Selected text:
+++++

09 December 2006
Exclusive from New Scientist Print Edition
By the time Steve Gulick arrived, it was too late. The poachers had struck, and elephant carcasses carpeted the floor. "You could step from body to body without your feet touching the ground," he says. "Whole elephant families lay next to each other, gunned down for their tusks."
The massacre had taken place in the Mouadje Bai rainforest in the Democratic Republic of the Congo (DRC), at a spot well known among local poachers for the rich haul of ivory it can yield. Since 1994 Gulick has been helping the US-based Wildlife Conservation Society (WSC) to patrol the area in an effort to thwart these illegal hunters. It has been an unequal contest. Poachers target elephants under the cover of dense rainforest to avoid being detected from aircraft, and patrols like Gulick's have to trek through the forest on foot. Killings can go undetected for months or even years, and during one sweep, Gulick's patrol found more than 200 elephant carcasses in various stages of decomposition.

+++++

Data excerpts:
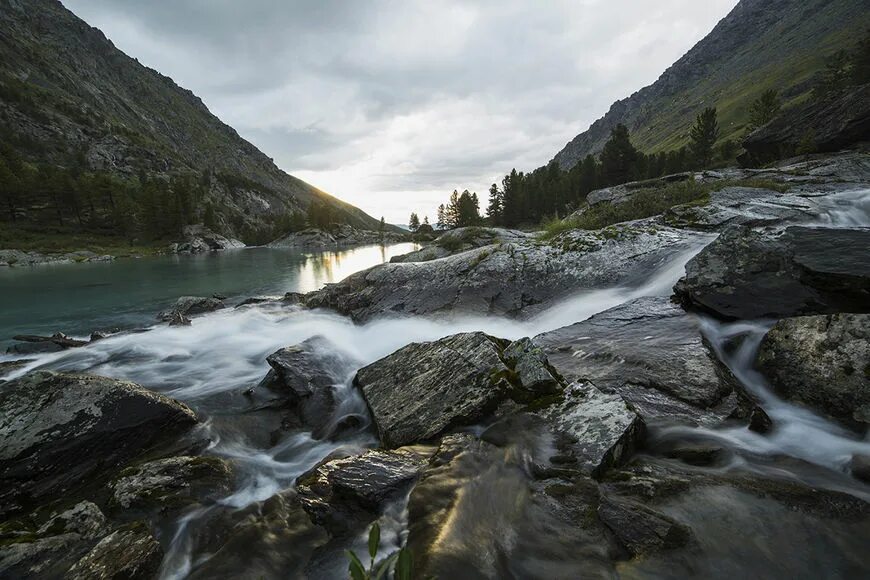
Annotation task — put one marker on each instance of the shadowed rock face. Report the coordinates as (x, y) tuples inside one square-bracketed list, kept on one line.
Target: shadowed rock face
[(650, 352), (60, 430), (822, 362), (746, 274), (426, 388)]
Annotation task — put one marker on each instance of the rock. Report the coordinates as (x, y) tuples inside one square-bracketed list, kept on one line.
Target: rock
[(746, 274), (425, 389), (306, 376), (860, 467), (822, 362), (30, 551), (171, 484), (271, 539), (188, 305), (61, 430), (651, 353), (597, 429), (346, 492), (518, 278), (130, 553), (832, 124), (640, 529)]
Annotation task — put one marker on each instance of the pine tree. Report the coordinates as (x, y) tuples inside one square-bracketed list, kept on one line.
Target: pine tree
[(704, 134), (764, 108)]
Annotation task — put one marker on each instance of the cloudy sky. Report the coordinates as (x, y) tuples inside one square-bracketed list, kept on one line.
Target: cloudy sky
[(391, 105)]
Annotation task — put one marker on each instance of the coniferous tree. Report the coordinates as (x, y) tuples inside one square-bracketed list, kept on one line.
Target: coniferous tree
[(703, 135)]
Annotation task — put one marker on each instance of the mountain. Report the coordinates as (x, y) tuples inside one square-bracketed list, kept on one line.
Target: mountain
[(760, 44), (72, 103)]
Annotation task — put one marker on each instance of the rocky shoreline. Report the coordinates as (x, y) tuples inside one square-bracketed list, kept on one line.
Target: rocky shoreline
[(641, 441)]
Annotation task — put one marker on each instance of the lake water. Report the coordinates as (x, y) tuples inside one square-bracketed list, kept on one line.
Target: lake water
[(79, 298)]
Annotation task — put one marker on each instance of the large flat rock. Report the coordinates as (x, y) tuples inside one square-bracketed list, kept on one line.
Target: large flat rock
[(746, 274), (59, 430), (822, 362)]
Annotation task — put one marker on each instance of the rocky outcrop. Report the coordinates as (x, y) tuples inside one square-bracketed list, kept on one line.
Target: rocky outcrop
[(346, 493), (190, 305), (508, 279), (130, 552), (651, 353), (822, 362), (60, 431), (170, 484), (198, 239), (304, 377), (747, 274), (827, 125), (424, 389)]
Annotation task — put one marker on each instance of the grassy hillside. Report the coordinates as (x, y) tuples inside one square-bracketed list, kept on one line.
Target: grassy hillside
[(761, 44), (78, 111)]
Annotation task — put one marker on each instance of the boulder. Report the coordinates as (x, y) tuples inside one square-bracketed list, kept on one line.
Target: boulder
[(130, 552), (61, 430), (425, 389), (822, 362), (305, 377), (650, 352), (746, 274), (515, 278), (170, 484), (340, 493), (189, 305)]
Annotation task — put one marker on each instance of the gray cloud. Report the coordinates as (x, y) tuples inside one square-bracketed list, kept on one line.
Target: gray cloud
[(390, 104)]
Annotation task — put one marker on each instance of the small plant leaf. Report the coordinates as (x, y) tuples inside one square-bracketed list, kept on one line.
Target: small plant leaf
[(356, 569), (404, 565), (374, 540)]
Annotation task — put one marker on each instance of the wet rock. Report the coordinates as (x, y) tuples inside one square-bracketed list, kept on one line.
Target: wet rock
[(651, 353), (746, 274), (189, 305), (822, 362), (170, 484), (305, 376), (598, 429), (28, 550), (860, 467), (59, 430), (271, 539), (517, 278), (424, 389), (346, 492), (640, 529), (130, 552)]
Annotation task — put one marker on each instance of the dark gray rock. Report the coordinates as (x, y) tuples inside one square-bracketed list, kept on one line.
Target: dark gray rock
[(747, 274), (58, 431), (130, 552), (425, 389), (640, 529), (517, 278), (342, 493), (822, 362), (170, 484), (189, 305), (651, 353)]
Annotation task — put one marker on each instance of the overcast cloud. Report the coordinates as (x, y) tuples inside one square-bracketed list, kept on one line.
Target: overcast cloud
[(390, 105)]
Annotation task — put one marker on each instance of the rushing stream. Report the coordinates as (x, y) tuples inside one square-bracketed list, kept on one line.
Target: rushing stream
[(209, 364)]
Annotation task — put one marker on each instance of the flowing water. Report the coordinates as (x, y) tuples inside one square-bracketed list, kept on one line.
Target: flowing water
[(209, 364)]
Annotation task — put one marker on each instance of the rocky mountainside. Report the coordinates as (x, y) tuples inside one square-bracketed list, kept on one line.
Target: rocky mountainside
[(70, 99), (760, 44)]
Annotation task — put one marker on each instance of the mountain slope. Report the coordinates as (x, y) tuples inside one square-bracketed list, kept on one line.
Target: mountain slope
[(760, 44), (68, 98)]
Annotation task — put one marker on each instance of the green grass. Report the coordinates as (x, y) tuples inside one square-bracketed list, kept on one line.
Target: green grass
[(47, 241), (651, 201)]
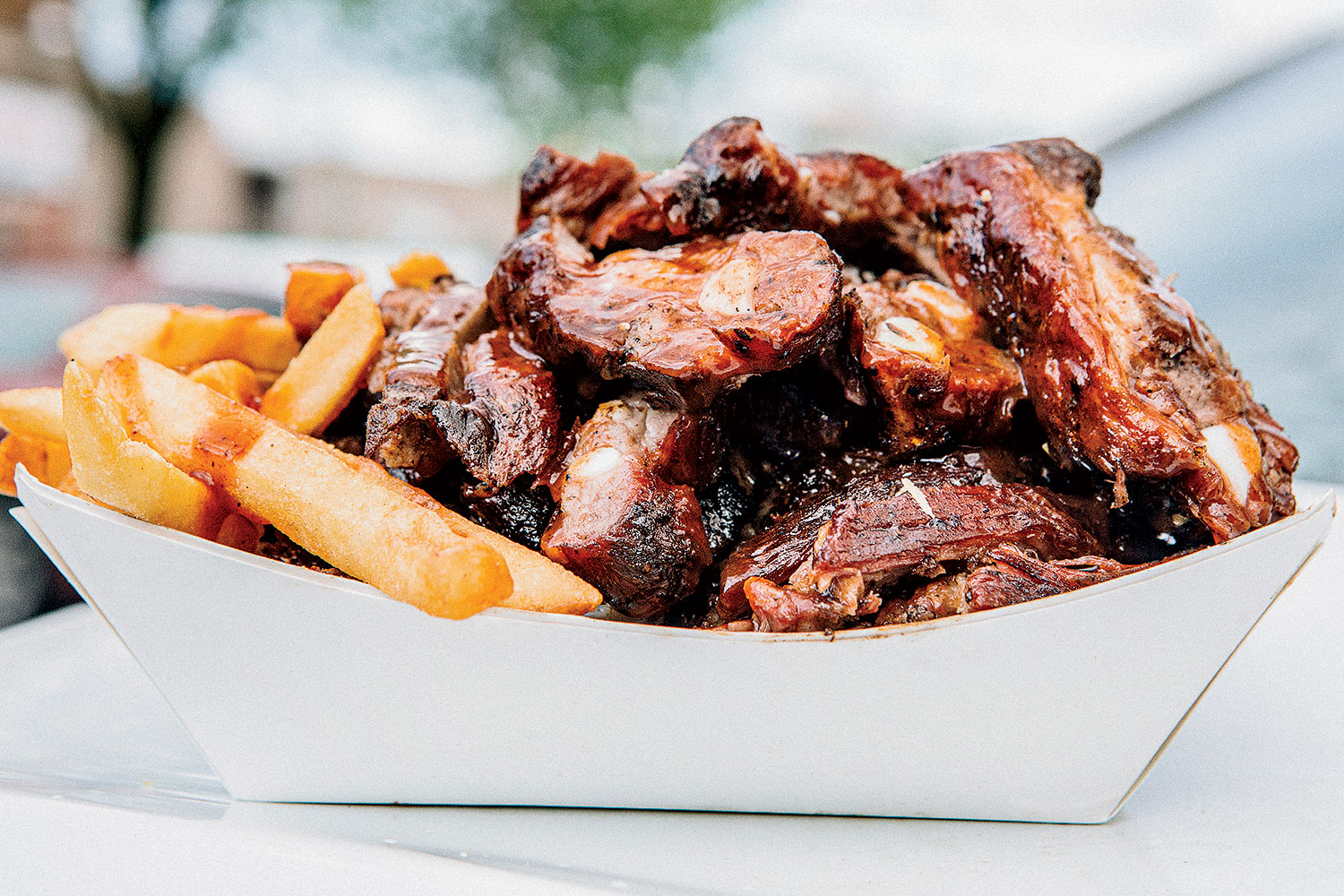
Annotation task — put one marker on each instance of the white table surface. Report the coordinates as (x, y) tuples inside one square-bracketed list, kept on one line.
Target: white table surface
[(102, 791)]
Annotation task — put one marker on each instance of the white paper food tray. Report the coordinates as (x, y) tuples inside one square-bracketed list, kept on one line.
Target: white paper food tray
[(308, 688)]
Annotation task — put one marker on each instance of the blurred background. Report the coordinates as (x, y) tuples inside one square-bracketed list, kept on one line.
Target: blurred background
[(185, 150)]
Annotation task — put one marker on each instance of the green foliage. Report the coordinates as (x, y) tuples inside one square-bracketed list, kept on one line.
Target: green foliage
[(597, 46), (556, 64)]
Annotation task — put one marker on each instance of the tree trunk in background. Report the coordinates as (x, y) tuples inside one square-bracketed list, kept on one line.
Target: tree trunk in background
[(142, 144)]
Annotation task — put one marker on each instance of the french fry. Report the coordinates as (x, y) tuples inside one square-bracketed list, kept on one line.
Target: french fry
[(231, 379), (34, 413), (418, 271), (352, 517), (314, 292), (182, 338), (317, 384), (539, 583), (47, 461), (128, 476)]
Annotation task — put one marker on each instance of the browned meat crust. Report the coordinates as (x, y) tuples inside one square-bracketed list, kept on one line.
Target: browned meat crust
[(927, 360), (504, 418), (884, 532), (1000, 578), (688, 320), (628, 521), (453, 392), (1121, 373), (570, 190), (788, 546), (734, 179), (429, 330)]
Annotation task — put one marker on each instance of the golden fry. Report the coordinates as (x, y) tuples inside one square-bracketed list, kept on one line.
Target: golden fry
[(231, 379), (539, 583), (47, 461), (182, 338), (328, 371), (418, 271), (34, 413), (352, 517), (314, 292), (128, 476)]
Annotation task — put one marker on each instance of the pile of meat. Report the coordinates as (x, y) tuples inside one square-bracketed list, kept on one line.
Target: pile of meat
[(814, 392)]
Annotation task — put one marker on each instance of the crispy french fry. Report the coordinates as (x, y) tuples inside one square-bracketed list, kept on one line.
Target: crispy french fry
[(418, 271), (182, 338), (320, 382), (34, 413), (314, 292), (231, 379), (47, 461), (352, 517), (539, 583), (129, 476)]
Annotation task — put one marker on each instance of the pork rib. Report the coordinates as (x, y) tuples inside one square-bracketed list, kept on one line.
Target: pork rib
[(1123, 375), (734, 179), (687, 322), (628, 521), (929, 363)]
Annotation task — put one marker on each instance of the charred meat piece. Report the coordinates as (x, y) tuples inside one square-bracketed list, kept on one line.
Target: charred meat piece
[(731, 179), (999, 578), (687, 322), (854, 201), (894, 527), (427, 331), (736, 179), (402, 309), (927, 360), (518, 511), (570, 190), (503, 416), (777, 607), (795, 416), (878, 533), (787, 546), (628, 521), (1011, 575), (1124, 376), (454, 392)]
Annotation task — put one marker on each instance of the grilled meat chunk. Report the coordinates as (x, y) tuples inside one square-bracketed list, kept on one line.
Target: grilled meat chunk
[(1011, 575), (519, 512), (628, 519), (1124, 376), (734, 179), (927, 360), (453, 392), (426, 331), (503, 417), (1000, 578), (785, 547), (570, 190), (687, 322), (449, 306), (892, 528), (777, 607)]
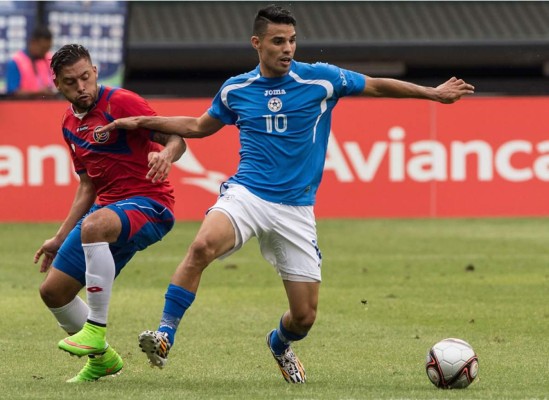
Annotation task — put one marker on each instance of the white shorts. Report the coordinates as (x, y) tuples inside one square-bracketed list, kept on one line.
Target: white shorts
[(287, 234)]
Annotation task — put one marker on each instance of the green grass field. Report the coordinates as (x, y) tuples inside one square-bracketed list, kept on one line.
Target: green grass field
[(391, 289)]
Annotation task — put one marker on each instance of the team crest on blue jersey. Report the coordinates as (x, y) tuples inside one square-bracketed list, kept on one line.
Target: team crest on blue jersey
[(100, 137), (274, 104)]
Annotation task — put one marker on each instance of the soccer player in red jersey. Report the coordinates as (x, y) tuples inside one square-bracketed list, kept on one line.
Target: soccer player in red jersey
[(123, 204)]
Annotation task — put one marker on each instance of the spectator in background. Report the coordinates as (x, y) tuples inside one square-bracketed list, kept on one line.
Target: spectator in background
[(28, 73), (283, 111)]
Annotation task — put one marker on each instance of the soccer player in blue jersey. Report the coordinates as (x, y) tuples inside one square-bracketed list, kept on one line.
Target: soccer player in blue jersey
[(123, 204), (283, 110)]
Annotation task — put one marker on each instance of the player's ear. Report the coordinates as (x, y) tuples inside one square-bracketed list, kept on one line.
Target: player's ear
[(255, 42)]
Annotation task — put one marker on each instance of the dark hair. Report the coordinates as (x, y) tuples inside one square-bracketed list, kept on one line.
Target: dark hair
[(272, 14), (69, 54), (41, 32)]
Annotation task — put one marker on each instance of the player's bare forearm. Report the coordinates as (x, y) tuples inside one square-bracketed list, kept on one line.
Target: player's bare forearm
[(186, 127), (448, 92), (160, 163), (174, 146)]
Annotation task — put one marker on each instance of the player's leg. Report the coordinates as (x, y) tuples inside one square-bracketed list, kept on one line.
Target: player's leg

+++++

Requirement A: Rewrite the elephant poaching article between "The massacre had" and "stages of decomposition.", inclusive, changing "rainforest" to "jungle".
Requirement B: How many lines of the records contain the string "hair", matching case exactly? Reply with the number alone.

Problem solution A:
The massacre had taken place in the Mouadje Bai jungle in the Democratic Republic of the Congo (DRC), at a spot well known among local poachers for the rich haul of ivory it can yield. Since 1994 Gulick has been helping the US-based Wildlife Conservation Society (WSC) to patrol the area in an effort to thwart these illegal hunters. It has been an unequal contest. Poachers target elephants under the cover of dense jungle to avoid being detected from aircraft, and patrols like Gulick's have to trek through the forest on foot. Killings can go undetected for months or even years, and during one sweep, Gulick's patrol found more than 200 elephant carcasses in various stages of decomposition.

Problem solution B: 2